Brokenness: The Heart God Revives by Nancy Leigh DeMoss – This book is part of Nancy’s Revive Our Hearts Trilogy. This book effected me in all sorts of ways (you can read some of those ways here). If you’re looking for something rich with truth and not a fluffy, feel-good, Christian living book, then pick this one up. It’s completely worth it!

simply-tuesday

Simply Tuesday: Small-Moment Living in a Fast-Moving World by Emily P. Freeman – I wasn’t sure how I was going to like this book. I actually almost laid it down halfway through, but I kept coming back to it in the wee hours of the night as I nursed the babe in my arms. It was such a great middle of the night read, those moments that seem to stand still all on their own in the middle of a fast-paced life. I don’t know that I took anything profound with me, but it was a comforting, easy read that felt like sitting down with an old friend who just gets me.

What I Read-Aloud with the Children:

poppy

Poppy by Avi – I had never heard of Avi before joining the Read Aloud Revival. Once I learned that he was lined up for an Author Access, I knew I needed to snag one of his books. I’ll be honest, I wasn’t all that excited to start a book about a mouse, but I was terribly wrong. Poppy did not disappoint us. In fact, it hooked us all the way to the end. It made us cuddle with fright, laugh until we cried, and every emotion in between. Avi is a gifted writer, and we look forward to reading more of his books together. Plus his live Author Access (part of the paid membership at RAR) was so cool! Such a neat man!

■ Problem
Please write out the passage from the book reviews word for word, beginning at the words "Simply Tuesday: Small-Moment" and stopping after "just gets me.". The lines after the book reviews aren't needed for anything here.

■ Provided information
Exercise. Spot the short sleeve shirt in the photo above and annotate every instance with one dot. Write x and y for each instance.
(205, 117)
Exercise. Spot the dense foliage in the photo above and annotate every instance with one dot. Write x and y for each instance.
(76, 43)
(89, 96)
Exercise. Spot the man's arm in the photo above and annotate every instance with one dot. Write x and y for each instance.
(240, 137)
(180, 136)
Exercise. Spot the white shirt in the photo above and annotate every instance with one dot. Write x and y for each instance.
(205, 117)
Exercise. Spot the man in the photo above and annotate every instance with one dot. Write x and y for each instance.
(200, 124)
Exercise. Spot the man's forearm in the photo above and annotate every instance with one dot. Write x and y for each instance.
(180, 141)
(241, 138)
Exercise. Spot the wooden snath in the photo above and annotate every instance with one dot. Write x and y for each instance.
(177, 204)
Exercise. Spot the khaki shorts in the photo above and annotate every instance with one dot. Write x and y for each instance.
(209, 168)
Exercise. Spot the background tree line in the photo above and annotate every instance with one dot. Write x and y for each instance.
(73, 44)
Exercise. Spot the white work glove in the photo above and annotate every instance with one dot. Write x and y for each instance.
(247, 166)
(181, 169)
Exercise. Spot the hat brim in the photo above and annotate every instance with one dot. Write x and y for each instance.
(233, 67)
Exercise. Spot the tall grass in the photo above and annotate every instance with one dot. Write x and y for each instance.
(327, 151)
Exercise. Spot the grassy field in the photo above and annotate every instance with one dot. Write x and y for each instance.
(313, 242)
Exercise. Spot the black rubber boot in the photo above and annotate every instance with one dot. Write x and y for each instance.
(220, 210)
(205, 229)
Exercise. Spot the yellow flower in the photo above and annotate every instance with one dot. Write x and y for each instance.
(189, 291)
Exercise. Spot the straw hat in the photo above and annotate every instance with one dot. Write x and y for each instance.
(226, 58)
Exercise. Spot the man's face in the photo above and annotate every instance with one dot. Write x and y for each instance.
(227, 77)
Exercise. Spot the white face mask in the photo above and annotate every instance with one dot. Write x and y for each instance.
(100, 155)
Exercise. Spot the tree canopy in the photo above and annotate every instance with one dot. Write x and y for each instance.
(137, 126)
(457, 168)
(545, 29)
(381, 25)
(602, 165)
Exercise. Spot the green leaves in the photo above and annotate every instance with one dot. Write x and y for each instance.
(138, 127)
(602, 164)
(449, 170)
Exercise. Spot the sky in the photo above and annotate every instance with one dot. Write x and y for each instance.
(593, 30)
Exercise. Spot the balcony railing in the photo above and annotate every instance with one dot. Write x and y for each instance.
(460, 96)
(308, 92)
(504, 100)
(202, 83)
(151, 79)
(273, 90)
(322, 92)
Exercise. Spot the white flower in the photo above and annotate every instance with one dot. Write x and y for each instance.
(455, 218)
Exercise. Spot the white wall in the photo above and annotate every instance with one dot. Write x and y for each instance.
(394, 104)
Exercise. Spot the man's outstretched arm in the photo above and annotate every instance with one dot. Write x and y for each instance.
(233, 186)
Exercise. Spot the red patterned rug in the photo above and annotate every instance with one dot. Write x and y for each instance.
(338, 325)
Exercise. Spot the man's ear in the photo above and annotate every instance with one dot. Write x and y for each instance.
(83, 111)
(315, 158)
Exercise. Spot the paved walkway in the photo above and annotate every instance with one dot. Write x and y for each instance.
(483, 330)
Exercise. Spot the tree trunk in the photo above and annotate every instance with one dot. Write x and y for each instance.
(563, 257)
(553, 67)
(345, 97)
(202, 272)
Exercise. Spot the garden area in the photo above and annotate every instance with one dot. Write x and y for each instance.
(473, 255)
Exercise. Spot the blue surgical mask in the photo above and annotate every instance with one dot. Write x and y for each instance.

■ Output of the exercise
Simply Tuesday: Small-Moment Living in a Fast-Moving World by Emily P. Freeman – I wasn’t sure how I was going to like this book. I actually almost laid it down halfway through, but I kept coming back to it in the wee hours of the night as I nursed the babe in my arms. It was such a great middle of the night read, those moments that seem to stand still all on their own in the middle of a fast-paced life. I don’t know that I took anything profound with me, but it was a comforting, easy read that felt like sitting down with an old friend who just gets me.